Provided data —
• • • • •
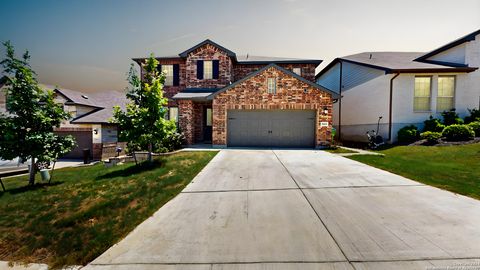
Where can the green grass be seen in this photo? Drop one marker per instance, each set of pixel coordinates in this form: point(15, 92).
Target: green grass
point(454, 168)
point(339, 150)
point(87, 209)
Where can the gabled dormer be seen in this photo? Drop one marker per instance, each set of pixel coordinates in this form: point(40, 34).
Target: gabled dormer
point(208, 65)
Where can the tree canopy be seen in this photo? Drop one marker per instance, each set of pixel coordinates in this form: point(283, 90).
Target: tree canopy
point(143, 124)
point(27, 127)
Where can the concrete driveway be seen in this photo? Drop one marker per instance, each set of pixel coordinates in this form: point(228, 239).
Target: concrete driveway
point(302, 209)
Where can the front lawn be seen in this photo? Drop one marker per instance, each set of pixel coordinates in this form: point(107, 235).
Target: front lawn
point(87, 209)
point(454, 168)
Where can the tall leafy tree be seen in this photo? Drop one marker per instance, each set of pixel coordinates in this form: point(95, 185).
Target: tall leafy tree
point(27, 128)
point(143, 124)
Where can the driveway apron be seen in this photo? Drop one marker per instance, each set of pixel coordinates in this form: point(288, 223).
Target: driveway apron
point(301, 209)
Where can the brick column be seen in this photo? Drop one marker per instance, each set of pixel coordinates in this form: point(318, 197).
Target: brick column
point(185, 119)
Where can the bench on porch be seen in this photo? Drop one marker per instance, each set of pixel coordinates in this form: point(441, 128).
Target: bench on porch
point(11, 173)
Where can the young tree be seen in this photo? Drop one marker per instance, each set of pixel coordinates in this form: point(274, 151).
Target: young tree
point(27, 128)
point(143, 124)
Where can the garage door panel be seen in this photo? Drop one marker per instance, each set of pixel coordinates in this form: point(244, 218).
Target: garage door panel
point(281, 128)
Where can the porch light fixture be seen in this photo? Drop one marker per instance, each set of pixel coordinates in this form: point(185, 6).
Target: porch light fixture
point(325, 110)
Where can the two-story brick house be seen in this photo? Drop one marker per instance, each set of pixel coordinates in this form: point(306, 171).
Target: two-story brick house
point(227, 100)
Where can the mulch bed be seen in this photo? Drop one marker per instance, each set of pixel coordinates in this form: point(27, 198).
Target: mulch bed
point(441, 142)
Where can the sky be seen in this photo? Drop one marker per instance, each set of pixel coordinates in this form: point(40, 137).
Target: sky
point(87, 45)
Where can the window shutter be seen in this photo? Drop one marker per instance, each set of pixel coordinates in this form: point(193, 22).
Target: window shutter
point(216, 69)
point(200, 69)
point(176, 74)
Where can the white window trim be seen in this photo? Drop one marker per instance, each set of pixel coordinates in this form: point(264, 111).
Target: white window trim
point(168, 77)
point(210, 74)
point(454, 92)
point(430, 97)
point(274, 79)
point(169, 113)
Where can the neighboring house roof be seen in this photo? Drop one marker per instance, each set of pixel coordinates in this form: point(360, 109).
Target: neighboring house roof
point(75, 97)
point(108, 99)
point(102, 102)
point(288, 72)
point(394, 62)
point(245, 59)
point(255, 59)
point(447, 46)
point(195, 93)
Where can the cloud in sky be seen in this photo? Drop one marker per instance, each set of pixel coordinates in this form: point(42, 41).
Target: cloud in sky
point(88, 45)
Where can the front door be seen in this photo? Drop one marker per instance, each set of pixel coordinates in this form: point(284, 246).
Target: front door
point(207, 128)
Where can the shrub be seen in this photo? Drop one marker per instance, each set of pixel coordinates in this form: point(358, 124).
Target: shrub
point(473, 117)
point(476, 127)
point(172, 141)
point(451, 118)
point(458, 133)
point(408, 134)
point(431, 137)
point(433, 124)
• • • • •
The request —
Retype each record exactly as it stands, but do not include the pictures.

Task result —
Where can the green grass be seen in this photo? Drop one marker per instance, each set of pixel coordinates in this form: point(15, 92).
Target: green grass
point(454, 168)
point(339, 150)
point(87, 209)
Where can the gabled dormer be seen in this photo? Drop one marker per instance, each set of pixel coordinates in this form: point(40, 34).
Target: gabled dormer
point(208, 65)
Where can the tree canopy be seen in this photo? Drop one marker per instance, each set of pixel coordinates in this form: point(283, 90).
Target: tree canopy
point(143, 124)
point(27, 127)
Where can the concrete driveway be seen in this photo? Drop one marker per instance, each set of pixel coordinates in this form: point(228, 239).
Target: concrete driveway
point(302, 209)
Where can the front lawn be seen in this photo? Drop one marker per instance, each set of pixel coordinates in this form: point(107, 235).
Target: front lawn
point(87, 209)
point(454, 168)
Where can the tall leafy tree be seen in this photo? Drop one marker per instance, each set of pixel coordinates in this form: point(95, 185).
Target: tall leafy tree
point(27, 128)
point(143, 124)
Where can the driveway apron be seen in this photo? Drop one marker per instance, each set of pixel coordinates in this form: point(288, 223).
Target: driveway apron
point(301, 209)
Where can the brick column be seen in this photo? Drop one marker per instance, each set of pixel coordinates in this form: point(318, 197).
Target: brick column
point(185, 119)
Where can the bench on porch be seen in this photo? Drop one marker per instance, each set of pixel coordinates in this form: point(441, 128).
Target: bench on porch
point(11, 173)
Where can the young tree be seen in this photo? Drop one marker per instance, each set of pixel coordinates in this form: point(274, 151).
Target: young tree
point(27, 128)
point(143, 124)
Where can the garage door panel be seen in this photo? Drop one marker per instance, each set of pixel coordinates in this form: point(244, 218).
Target: garage door panel
point(281, 128)
Where can the porch light fixture be seen in this photo? Drop one marker per instance, each set of pixel coordinates in this form: point(185, 6).
Target: porch light fixture
point(325, 110)
Where can the two-story brick house be seen in this photo? Drop one marker per instance, each set of pixel coordinates in this form: point(306, 171).
Target: two-story brick house
point(227, 100)
Where can the mulch bed be seen in this photo? Drop one marker per instance, each set of pixel coordinates in this form: point(27, 198).
Target: mulch bed
point(441, 142)
Where can the sky be seen in this photo? Drop one marker per instance, each set of pixel coordinates in this form: point(40, 137).
Target: sky
point(87, 45)
Where can the window shutter be seen in this photo? Drop one marker per instance, each set of pixel coordinates in this form: point(193, 22).
Target: window shutter
point(216, 69)
point(200, 69)
point(176, 74)
Where can the white window trim be seen in this photo? Drop one marker per instance, each set of pixel coordinates in this form: point(264, 111).
Target: white window trim
point(168, 77)
point(210, 74)
point(454, 92)
point(430, 97)
point(274, 79)
point(169, 113)
Where can the neighboring house roof be seen in this photo? Drop one marker per instance, each set of pixel coordinates in this form: point(360, 109).
Target: neighboring house roof
point(75, 97)
point(108, 99)
point(102, 102)
point(288, 72)
point(394, 62)
point(245, 59)
point(255, 59)
point(447, 46)
point(195, 93)
Where can the cloud in sky be seen in this photo? Drop one marker per instance, each set of pixel coordinates in this form: point(42, 41).
Target: cloud in sky
point(88, 45)
Where can the front door be seen in this photo? Drop one marker per instance, each set of pixel coordinates in this form: point(284, 246).
Target: front door
point(207, 128)
Where can the shrub be seen in this photo? Drop one marker per instance, each set of pixel coordinates in this form: point(358, 124).
Target: shrub
point(473, 117)
point(476, 127)
point(172, 141)
point(451, 118)
point(458, 133)
point(408, 134)
point(431, 137)
point(433, 124)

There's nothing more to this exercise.